THE PROBLEM:
In the forum post about orchid nymphs, reproduce word for word the part that opens with the words containing "I am getting" and closes with "you updated! Thanks!".

SUPPLIED PASSAGE:
++++++++

# Orchid nymphs!!!!



## MantisGirl13 (Jun 14, 2018)

I am getting an orchid ooth from yankeeman1421 on Wednesday! I am really excited. I have never kept orchids before, and I have been wanting to try them out soon. I am looking for advice on how to keep these guys. I know the basics, just want to know if I am missing anything important. I have the containers to house the nymphs in and I will be setting up a hatching container today. The cages have plastic sides and bottoms, and a fine mesh top, so it has a lot of ventilation. I have heat for them, and I was wondering, how do you keep the humidity at proper levels? I have some ideas, but am wanting some suggestions. I have done a lot of research and have looked at every care sheet I can find, but there is nothing like personal experience when you need tips. I am so excited for these babies, and I want to care for them as well as I can.  I will keep you updated! Thanks!

++++++++

INFORMATION GIVEN:
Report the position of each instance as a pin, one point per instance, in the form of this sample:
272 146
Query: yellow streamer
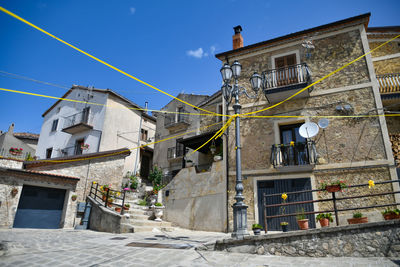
98 60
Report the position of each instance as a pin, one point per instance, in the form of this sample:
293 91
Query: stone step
151 228
149 223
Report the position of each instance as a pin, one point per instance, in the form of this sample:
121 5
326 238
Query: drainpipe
139 133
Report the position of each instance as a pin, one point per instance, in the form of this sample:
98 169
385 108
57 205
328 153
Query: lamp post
229 92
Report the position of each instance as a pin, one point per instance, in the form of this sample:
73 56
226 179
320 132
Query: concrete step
151 228
149 223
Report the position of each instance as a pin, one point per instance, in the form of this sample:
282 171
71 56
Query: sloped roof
363 17
105 91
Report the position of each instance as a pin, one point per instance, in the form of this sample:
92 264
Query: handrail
334 199
107 197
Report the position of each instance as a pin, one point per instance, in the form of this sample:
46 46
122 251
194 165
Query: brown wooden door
286 72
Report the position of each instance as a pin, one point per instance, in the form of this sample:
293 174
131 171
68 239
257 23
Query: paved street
32 247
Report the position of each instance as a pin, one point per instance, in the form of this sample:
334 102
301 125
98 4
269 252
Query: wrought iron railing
334 200
290 75
81 117
389 83
173 119
108 196
301 153
175 152
73 150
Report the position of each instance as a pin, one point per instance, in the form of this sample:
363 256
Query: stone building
354 149
97 120
386 63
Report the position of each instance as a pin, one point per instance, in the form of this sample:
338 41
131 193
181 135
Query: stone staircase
140 218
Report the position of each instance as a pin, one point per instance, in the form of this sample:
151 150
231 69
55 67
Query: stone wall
9 203
11 163
363 240
104 170
197 200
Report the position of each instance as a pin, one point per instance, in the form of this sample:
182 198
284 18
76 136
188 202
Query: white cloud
199 53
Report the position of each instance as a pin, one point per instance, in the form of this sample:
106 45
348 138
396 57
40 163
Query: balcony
176 120
175 152
284 82
294 157
78 122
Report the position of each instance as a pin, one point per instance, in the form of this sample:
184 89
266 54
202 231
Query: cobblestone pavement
34 247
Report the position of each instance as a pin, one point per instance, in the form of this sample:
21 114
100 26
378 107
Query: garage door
39 207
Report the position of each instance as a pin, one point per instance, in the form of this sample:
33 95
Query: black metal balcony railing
175 152
81 117
389 83
173 119
291 155
291 75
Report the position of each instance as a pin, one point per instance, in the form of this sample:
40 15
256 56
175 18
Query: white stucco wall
121 129
58 139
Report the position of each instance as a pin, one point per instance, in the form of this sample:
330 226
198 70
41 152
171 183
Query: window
219 111
54 126
286 71
144 135
48 152
79 146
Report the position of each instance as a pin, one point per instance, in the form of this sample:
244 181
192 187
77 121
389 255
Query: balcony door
297 153
286 71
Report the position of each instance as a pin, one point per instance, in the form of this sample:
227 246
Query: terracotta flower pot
324 222
332 188
303 224
357 220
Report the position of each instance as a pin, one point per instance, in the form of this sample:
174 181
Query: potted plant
256 228
284 226
302 221
334 186
391 214
357 218
158 211
324 219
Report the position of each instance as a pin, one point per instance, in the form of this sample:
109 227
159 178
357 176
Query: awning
195 142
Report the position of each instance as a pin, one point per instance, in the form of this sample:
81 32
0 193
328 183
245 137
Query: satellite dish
308 130
323 123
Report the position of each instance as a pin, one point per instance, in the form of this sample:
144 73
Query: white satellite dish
323 123
308 130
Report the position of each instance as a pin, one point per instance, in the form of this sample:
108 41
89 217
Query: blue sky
169 44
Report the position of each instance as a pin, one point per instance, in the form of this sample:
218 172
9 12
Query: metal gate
284 186
39 207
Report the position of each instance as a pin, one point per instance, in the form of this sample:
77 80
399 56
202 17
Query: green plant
256 226
142 202
324 216
300 215
389 211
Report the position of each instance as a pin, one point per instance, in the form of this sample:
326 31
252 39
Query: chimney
11 129
237 39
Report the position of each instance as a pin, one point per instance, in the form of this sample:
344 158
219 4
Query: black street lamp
229 92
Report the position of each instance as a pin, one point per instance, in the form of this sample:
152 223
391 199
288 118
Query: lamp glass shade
226 73
236 68
255 81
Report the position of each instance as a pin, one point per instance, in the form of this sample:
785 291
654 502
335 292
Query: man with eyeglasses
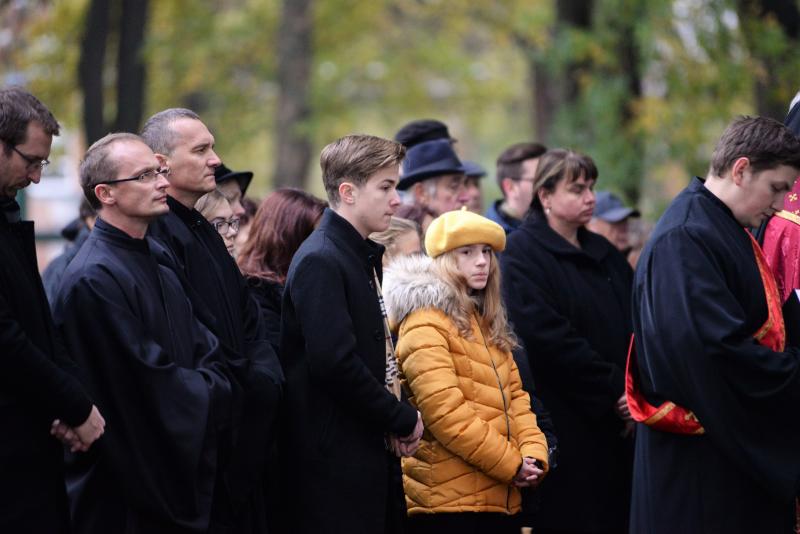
181 141
157 371
40 393
516 169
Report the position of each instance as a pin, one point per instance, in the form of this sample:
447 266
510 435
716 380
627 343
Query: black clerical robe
698 300
37 384
221 296
160 381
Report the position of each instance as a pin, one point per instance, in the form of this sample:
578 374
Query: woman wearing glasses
217 210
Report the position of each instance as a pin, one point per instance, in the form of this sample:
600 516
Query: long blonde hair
487 304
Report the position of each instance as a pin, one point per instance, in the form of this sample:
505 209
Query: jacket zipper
505 408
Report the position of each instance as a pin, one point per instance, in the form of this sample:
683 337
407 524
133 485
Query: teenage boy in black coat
37 384
342 422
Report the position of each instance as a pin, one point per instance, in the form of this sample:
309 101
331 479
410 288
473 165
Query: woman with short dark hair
568 295
282 222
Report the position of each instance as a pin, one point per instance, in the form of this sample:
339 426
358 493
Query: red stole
668 416
782 250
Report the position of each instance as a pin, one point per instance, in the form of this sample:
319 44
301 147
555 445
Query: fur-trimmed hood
411 283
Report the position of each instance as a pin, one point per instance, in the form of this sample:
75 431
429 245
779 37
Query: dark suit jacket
35 389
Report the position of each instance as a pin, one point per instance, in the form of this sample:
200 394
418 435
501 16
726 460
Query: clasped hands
529 474
80 438
408 445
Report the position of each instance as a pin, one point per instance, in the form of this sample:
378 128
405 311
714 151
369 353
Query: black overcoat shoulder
38 384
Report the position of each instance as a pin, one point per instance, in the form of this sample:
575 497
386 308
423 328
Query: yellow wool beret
459 228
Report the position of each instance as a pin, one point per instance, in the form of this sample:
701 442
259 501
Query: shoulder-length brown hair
282 222
557 165
487 303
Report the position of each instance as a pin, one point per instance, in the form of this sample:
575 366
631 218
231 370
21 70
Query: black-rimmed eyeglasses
223 226
145 177
34 163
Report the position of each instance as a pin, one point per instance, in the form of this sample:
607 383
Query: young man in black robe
220 294
38 383
343 400
156 371
716 390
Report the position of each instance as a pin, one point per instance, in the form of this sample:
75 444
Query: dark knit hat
429 159
223 174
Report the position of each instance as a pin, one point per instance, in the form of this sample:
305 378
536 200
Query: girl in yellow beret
481 441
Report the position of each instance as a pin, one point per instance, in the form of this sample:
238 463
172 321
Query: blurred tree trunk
121 23
90 68
554 86
772 96
629 67
295 56
130 66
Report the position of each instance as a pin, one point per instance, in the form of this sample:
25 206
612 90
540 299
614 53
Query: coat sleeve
428 367
543 419
531 439
160 417
593 384
31 372
319 300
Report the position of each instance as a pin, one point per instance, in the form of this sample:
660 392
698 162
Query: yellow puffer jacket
478 422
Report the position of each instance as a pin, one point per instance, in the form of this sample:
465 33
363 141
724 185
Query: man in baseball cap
610 219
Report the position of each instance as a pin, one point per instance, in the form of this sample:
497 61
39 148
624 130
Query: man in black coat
721 455
343 416
37 385
219 294
158 373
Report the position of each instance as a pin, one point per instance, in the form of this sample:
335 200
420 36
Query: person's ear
543 195
507 185
348 193
738 169
104 194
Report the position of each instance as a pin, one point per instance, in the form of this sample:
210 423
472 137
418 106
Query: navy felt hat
223 174
429 159
419 131
610 208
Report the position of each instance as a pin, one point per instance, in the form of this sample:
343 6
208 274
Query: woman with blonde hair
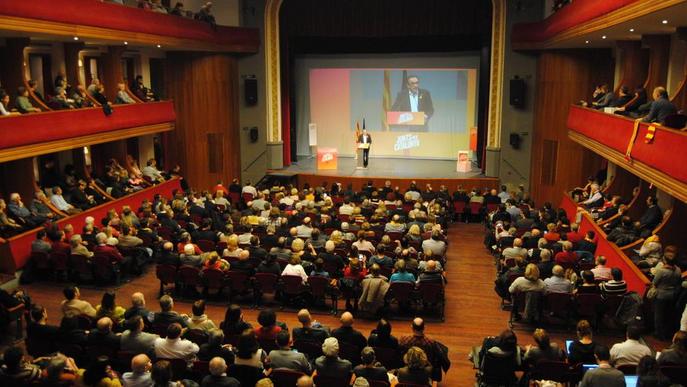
414 234
294 267
233 250
530 282
417 370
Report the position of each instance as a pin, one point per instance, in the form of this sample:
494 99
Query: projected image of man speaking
414 99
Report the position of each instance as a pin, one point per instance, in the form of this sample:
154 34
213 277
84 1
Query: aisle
472 309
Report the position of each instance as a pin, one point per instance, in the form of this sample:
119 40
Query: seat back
285 377
318 286
189 275
321 380
390 358
401 291
349 352
40 260
167 274
238 280
431 292
677 374
197 336
206 246
558 371
59 261
213 278
293 284
266 282
311 349
178 368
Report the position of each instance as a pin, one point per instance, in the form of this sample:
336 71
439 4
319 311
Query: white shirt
175 349
414 101
628 352
60 203
250 189
295 270
151 172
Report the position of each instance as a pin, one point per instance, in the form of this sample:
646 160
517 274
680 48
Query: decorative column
275 146
498 36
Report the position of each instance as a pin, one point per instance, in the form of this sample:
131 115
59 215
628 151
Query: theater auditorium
301 193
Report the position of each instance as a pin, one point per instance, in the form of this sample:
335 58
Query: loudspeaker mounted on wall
250 87
514 140
518 90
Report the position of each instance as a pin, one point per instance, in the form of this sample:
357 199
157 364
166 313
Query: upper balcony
40 133
110 22
650 151
582 23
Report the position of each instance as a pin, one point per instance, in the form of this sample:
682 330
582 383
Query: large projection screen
413 106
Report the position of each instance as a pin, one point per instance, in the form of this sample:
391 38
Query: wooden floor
472 310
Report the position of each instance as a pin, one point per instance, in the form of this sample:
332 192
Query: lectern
361 148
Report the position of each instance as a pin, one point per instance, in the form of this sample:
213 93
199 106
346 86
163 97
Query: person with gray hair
78 247
218 375
370 369
139 376
166 315
329 364
558 283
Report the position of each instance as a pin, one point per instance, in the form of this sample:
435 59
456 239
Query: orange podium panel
405 118
327 158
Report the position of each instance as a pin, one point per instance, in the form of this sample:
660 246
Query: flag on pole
404 81
386 99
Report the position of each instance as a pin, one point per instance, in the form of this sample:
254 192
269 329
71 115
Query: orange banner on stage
327 158
473 139
405 118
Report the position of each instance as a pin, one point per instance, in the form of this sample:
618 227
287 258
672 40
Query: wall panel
204 88
563 77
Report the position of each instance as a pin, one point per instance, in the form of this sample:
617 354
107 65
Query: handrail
253 162
635 195
513 168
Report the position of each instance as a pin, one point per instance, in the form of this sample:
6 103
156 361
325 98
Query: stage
399 171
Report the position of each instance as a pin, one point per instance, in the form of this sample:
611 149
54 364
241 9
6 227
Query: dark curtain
381 26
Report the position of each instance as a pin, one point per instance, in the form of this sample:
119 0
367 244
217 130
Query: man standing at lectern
365 138
415 99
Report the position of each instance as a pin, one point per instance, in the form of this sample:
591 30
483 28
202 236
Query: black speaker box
251 91
518 89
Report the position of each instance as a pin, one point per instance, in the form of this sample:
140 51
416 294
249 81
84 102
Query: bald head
347 319
217 366
139 363
104 324
304 317
137 299
305 381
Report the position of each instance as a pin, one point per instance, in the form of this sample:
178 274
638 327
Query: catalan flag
386 99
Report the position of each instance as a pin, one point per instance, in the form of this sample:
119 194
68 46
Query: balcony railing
38 133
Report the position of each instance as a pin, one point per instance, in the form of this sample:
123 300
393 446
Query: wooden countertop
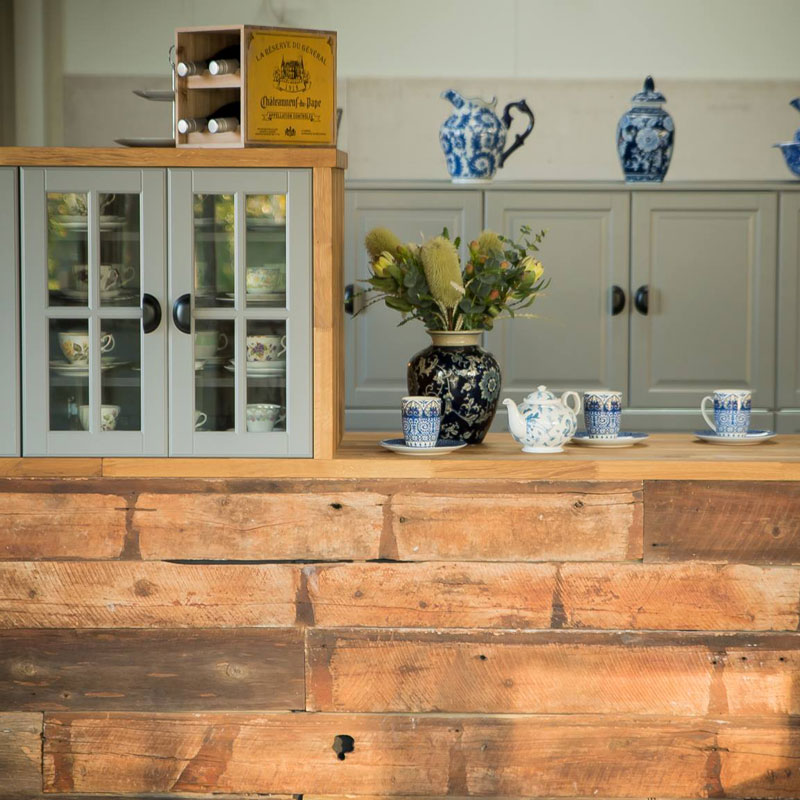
663 457
253 157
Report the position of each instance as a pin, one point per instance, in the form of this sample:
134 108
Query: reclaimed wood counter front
485 624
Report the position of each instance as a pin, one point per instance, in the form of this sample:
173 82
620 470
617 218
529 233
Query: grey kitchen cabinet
788 384
705 254
9 319
707 261
165 311
93 246
377 351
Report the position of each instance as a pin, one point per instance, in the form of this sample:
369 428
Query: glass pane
214 370
266 250
121 379
214 249
266 376
69 373
67 249
120 247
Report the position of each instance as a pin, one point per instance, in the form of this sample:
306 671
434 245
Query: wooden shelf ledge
670 456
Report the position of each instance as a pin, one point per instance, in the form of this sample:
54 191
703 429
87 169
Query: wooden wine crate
286 86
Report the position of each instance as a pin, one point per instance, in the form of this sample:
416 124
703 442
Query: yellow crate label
291 79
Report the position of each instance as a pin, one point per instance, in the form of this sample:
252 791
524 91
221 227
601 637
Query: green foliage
500 278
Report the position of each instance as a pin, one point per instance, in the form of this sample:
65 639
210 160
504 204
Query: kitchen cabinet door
576 341
9 313
94 284
708 263
240 291
377 350
789 302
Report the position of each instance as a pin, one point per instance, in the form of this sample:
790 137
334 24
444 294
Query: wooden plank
680 596
61 525
308 525
748 522
177 670
140 595
591 523
20 755
552 672
278 157
529 756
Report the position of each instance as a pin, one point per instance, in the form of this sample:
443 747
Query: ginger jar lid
649 93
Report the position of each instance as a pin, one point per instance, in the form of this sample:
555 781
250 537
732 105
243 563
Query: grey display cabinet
165 311
665 292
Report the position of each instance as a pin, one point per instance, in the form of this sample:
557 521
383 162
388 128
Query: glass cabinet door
94 348
240 284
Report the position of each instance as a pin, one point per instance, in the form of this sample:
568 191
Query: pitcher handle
522 105
704 412
566 396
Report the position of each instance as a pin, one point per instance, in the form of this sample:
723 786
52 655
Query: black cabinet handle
349 298
617 300
151 313
641 299
182 313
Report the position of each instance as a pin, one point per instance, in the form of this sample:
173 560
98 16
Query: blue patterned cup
602 413
422 417
731 412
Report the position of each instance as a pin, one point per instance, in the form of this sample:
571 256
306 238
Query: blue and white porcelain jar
645 136
473 137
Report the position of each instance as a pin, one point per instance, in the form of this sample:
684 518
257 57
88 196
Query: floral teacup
266 347
75 345
108 417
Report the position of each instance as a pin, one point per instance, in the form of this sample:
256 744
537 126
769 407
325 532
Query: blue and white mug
602 413
731 412
422 418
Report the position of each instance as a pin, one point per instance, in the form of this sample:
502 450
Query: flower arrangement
428 282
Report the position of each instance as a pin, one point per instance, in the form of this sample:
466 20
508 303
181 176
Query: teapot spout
516 422
454 97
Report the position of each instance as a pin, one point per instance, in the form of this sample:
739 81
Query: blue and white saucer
623 439
441 447
752 437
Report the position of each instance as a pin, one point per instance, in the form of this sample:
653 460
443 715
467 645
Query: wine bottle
186 68
225 118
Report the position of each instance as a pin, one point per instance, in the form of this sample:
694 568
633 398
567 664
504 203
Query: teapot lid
542 396
649 93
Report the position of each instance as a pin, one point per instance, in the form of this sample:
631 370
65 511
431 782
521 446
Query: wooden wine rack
199 95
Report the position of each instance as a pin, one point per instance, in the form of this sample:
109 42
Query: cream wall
728 68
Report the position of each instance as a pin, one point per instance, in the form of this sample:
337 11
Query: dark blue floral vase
645 136
467 379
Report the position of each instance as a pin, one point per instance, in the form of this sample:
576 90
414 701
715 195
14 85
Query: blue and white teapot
473 137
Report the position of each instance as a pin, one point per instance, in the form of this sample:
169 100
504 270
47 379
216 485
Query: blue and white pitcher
473 137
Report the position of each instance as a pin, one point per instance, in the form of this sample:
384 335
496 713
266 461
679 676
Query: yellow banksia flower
442 269
379 240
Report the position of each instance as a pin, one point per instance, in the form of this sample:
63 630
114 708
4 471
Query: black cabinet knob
641 299
617 300
151 313
349 298
182 313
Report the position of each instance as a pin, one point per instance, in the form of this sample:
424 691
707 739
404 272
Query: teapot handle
566 396
521 137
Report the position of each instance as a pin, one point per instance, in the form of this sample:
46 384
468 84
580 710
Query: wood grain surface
245 526
529 756
179 670
104 594
20 755
746 522
553 672
680 596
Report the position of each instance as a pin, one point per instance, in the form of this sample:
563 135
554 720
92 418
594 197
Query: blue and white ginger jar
645 136
473 137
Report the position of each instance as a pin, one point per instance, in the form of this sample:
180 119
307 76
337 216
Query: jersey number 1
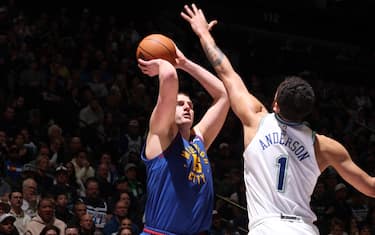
282 163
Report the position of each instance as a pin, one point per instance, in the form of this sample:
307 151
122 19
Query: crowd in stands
73 114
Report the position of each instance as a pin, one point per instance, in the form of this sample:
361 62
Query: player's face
184 110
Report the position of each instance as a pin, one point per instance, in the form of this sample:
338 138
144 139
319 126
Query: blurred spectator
45 216
30 196
82 167
6 225
96 205
22 219
86 224
79 209
61 185
62 210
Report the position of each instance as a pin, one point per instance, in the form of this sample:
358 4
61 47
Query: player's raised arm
162 127
242 102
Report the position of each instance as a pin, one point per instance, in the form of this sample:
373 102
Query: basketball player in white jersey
283 158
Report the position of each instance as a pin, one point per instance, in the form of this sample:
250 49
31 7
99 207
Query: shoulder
328 151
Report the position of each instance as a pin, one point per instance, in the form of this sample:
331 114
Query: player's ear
275 107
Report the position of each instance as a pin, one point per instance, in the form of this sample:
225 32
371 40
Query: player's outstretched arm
246 106
332 153
213 120
162 127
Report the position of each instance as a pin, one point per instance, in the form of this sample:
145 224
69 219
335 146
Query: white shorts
282 225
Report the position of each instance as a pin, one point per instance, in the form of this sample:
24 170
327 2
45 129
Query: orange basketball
157 46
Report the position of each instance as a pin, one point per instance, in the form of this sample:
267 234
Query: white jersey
280 170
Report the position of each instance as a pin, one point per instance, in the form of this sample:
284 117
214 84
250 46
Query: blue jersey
180 194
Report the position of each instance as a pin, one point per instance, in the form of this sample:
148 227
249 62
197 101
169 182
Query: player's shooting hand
197 20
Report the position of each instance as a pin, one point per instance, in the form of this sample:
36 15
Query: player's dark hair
295 98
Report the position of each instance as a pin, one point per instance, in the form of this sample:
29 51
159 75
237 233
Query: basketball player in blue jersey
180 196
283 158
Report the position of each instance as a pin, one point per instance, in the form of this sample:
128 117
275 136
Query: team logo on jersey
196 175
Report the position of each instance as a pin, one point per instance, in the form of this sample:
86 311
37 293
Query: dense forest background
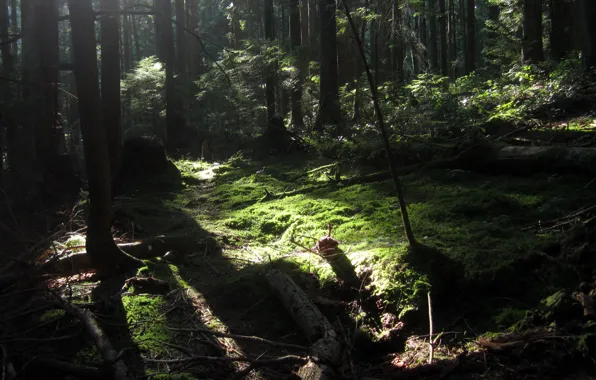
166 168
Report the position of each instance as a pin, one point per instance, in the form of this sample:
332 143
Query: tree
443 37
432 43
470 41
105 255
295 39
532 35
110 81
588 10
561 24
329 108
5 37
269 69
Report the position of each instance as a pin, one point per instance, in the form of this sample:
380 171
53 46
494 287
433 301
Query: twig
241 337
279 360
430 328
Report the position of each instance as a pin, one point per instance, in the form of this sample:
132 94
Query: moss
143 308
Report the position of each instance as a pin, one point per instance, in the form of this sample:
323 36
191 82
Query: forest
298 189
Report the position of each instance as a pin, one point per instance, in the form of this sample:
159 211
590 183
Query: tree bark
110 81
329 108
105 255
588 10
532 50
561 16
471 36
7 58
269 69
432 42
195 48
14 29
295 38
443 38
397 45
180 41
452 39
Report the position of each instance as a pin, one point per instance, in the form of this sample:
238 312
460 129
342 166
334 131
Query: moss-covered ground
484 238
486 259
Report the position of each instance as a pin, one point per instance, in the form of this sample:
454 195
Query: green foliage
143 88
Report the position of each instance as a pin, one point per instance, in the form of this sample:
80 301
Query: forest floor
503 258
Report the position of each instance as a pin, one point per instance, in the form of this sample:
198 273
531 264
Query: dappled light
301 189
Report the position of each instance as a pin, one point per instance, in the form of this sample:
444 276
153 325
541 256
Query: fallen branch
325 352
240 337
288 359
112 359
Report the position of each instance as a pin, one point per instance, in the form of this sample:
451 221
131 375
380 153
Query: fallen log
326 349
112 360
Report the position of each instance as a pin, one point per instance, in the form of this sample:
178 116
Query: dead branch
241 337
110 356
288 359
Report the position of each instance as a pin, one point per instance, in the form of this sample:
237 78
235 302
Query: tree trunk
14 29
397 45
589 42
329 108
269 70
7 59
110 81
471 36
452 39
105 255
532 51
432 42
561 16
313 30
443 38
195 48
295 38
180 41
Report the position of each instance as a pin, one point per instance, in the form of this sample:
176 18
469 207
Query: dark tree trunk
423 36
452 38
397 45
295 38
125 42
14 29
47 133
175 121
329 108
7 59
532 39
269 70
195 49
471 36
180 41
110 81
443 37
589 21
105 255
304 33
561 16
313 30
434 38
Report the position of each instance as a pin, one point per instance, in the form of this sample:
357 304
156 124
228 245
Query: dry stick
430 328
109 355
392 167
241 337
279 360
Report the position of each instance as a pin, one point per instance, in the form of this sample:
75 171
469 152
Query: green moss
139 310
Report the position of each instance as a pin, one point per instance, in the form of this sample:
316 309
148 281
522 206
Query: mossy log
325 352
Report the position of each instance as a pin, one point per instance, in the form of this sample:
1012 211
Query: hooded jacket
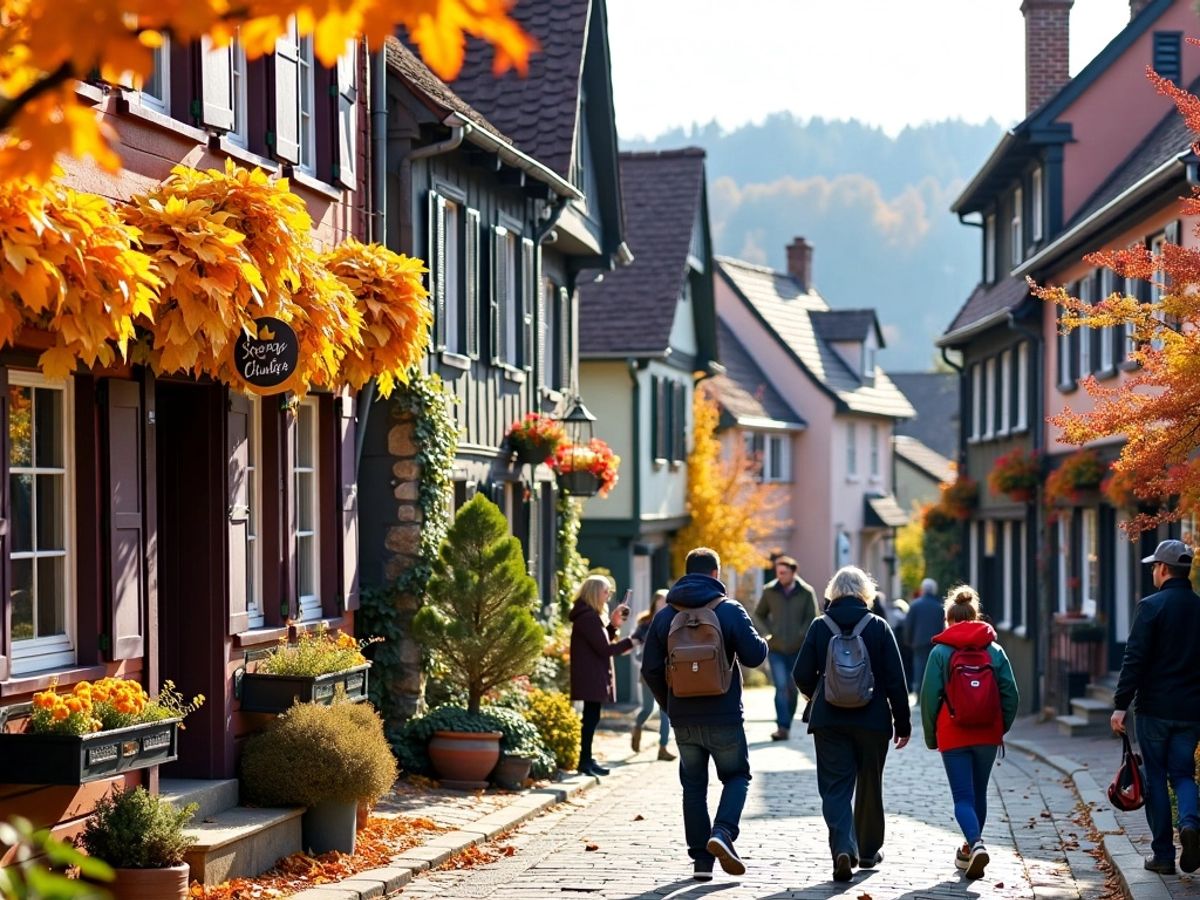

++++++++

FINAL ANSWER:
I am getting an orchid ooth from yankeeman1421 on Wednesday! I am really excited. I have never kept orchids before, and I have been wanting to try them out soon. I am looking for advice on how to keep these guys. I know the basics, just want to know if I am missing anything important. I have the containers to house the nymphs in and I will be setting up a hatching container today. The cages have plastic sides and bottoms, and a fine mesh top, so it has a lot of ventilation. I have heat for them, and I was wondering, how do you keep the humidity at proper levels? I have some ideas, but am wanting some suggestions. I have done a lot of research and have looked at every care sheet I can find, but there is nothing like personal experience when you need tips. I am so excited for these babies, and I want to care for them as well as I can.  I will keep you updated! Thanks!